Stated problem
Starting at the line that contains "woman in red", quote every line through the end of the entries, word for word, skipping the pictures.

Stored items from a collection:
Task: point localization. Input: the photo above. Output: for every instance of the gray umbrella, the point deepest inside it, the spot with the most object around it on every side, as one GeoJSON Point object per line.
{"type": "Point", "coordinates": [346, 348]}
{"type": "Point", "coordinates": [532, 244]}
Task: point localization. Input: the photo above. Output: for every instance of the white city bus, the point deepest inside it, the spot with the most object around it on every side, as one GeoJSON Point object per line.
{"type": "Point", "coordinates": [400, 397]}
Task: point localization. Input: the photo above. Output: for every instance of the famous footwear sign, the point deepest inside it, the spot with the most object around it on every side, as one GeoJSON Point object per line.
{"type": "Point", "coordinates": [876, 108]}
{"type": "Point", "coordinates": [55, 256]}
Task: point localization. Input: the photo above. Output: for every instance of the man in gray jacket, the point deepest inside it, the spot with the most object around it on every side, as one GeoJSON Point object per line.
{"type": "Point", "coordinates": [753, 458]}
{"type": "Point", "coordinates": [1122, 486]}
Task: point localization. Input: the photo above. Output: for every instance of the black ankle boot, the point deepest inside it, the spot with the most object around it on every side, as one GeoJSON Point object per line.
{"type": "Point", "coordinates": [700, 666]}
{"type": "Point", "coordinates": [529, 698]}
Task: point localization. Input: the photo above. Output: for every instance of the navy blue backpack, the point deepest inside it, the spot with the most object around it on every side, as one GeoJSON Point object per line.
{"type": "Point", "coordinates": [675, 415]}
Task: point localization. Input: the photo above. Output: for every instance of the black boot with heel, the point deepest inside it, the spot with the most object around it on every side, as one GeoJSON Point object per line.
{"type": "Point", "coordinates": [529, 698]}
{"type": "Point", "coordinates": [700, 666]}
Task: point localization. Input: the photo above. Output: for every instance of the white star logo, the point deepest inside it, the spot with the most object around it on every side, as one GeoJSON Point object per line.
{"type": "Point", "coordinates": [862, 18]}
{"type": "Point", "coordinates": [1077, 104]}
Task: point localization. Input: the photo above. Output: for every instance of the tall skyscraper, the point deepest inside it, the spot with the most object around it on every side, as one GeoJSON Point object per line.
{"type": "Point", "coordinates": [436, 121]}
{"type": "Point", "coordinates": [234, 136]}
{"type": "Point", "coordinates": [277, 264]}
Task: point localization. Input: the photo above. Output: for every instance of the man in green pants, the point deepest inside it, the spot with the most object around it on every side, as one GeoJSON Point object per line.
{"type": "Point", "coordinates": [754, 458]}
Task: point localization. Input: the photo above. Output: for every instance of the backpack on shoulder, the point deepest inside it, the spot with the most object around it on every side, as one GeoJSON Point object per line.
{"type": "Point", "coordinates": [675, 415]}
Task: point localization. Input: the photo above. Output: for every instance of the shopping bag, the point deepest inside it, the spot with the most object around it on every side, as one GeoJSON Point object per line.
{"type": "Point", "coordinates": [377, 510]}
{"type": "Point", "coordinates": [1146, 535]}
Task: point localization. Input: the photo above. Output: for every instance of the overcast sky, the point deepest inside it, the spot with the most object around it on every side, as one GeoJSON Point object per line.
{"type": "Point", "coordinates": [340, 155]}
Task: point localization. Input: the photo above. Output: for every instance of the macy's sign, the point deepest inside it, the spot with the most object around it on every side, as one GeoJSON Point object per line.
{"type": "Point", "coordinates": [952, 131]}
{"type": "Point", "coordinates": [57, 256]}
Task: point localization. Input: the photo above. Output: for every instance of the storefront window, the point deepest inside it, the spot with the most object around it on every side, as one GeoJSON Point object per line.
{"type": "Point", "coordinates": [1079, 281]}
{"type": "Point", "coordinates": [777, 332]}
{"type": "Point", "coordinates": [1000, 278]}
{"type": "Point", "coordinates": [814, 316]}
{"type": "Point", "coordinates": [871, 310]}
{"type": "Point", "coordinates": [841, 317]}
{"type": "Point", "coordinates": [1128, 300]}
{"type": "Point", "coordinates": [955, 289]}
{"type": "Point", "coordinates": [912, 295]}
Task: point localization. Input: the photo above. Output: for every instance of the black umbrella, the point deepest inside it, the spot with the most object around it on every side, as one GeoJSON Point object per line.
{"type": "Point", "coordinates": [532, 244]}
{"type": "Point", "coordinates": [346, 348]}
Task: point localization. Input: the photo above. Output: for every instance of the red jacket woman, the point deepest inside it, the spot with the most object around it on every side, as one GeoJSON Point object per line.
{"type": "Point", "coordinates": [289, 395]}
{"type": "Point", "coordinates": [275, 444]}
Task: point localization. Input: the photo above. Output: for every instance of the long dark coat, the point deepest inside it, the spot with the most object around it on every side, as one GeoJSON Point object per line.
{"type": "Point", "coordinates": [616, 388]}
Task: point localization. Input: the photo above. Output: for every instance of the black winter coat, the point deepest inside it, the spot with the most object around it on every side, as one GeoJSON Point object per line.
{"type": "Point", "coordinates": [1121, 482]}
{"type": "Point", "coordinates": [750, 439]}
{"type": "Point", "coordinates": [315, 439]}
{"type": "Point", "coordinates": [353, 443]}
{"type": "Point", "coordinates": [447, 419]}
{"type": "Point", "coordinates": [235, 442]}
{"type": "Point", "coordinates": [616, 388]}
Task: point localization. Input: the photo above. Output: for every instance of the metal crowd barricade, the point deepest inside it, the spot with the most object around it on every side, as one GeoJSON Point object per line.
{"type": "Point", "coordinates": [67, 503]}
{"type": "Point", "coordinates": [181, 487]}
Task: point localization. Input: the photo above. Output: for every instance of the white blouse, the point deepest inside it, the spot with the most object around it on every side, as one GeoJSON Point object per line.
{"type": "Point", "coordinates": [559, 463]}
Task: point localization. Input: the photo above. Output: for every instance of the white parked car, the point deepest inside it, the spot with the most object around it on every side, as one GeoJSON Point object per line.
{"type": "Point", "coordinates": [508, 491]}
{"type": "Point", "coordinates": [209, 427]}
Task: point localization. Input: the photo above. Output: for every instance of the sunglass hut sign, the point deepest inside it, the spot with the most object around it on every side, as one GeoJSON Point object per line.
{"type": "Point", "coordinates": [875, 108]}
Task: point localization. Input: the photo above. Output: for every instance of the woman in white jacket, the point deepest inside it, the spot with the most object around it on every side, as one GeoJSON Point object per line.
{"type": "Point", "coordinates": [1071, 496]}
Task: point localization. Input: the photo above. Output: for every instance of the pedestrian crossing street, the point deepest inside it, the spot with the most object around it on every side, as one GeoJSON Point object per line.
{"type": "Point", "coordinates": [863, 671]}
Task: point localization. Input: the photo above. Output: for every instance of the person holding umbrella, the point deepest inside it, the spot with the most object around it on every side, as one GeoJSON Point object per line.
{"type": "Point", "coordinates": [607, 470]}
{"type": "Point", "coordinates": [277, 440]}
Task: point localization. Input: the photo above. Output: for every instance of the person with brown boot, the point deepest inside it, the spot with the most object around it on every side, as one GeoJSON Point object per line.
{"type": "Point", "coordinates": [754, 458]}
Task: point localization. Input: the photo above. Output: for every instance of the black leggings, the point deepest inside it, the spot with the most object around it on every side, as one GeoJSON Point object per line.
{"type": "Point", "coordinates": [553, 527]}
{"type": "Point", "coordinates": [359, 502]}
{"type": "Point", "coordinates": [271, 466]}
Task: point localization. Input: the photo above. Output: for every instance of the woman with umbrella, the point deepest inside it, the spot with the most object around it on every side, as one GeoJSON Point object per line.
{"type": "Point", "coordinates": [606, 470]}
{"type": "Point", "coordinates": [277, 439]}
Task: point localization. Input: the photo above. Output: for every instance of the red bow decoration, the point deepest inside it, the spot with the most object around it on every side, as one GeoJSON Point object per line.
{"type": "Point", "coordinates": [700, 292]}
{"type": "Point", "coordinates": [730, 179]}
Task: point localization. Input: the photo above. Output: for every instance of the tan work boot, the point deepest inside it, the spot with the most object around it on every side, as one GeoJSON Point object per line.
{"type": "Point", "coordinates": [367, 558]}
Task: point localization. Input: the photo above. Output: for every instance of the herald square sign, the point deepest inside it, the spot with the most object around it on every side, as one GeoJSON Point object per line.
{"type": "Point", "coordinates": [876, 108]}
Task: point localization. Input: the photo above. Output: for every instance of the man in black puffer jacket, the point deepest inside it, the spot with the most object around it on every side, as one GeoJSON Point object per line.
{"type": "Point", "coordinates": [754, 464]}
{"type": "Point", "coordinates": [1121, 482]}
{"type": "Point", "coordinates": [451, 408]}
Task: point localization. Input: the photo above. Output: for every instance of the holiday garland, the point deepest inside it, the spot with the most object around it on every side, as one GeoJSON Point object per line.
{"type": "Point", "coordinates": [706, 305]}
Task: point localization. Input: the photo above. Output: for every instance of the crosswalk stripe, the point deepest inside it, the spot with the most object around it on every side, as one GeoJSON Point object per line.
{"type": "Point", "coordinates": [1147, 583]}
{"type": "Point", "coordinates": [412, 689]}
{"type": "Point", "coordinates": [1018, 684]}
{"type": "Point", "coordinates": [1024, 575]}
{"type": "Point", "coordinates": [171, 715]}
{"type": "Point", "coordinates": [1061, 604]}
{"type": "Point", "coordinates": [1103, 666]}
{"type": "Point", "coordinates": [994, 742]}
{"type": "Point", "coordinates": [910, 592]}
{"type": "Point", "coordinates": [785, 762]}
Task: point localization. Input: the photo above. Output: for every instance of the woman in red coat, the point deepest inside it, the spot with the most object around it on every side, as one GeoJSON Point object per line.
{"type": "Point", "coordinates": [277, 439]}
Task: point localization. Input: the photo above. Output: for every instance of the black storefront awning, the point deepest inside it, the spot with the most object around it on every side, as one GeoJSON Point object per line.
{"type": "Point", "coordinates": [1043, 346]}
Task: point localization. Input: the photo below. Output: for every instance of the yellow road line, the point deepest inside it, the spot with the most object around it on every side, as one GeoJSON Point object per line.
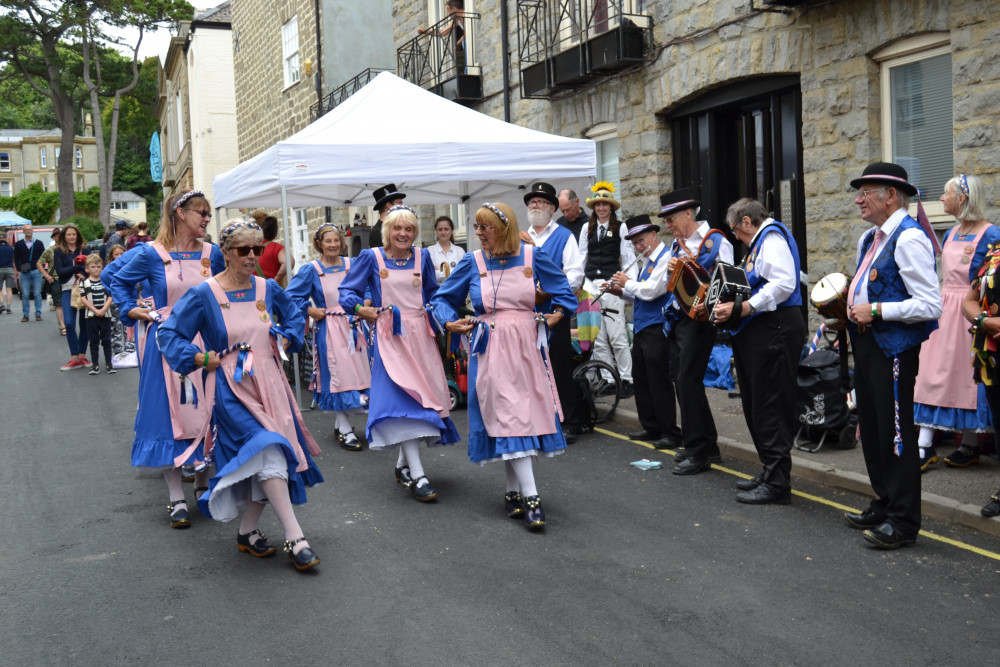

Exercise result
Task: point localization. Input: the photo above. Output: for every instance of the woman in red coat, the point deepest inside it, the spot with the most object around it on every side, as one GeoJSON Point object per line.
{"type": "Point", "coordinates": [277, 439]}
Task: point localization. Input: the photo above. Output: for every instance of the black storefront awning, the point deepest inside it, the spot with the most object around it on every side, as one GeoJSON Point object per line.
{"type": "Point", "coordinates": [1043, 346]}
Task: point localization. Input: the photo below. Output: for every instance of the yellow road line, the point deepest inside it, the spot with the most object around it on every side, as one GeoJSON Point object per line.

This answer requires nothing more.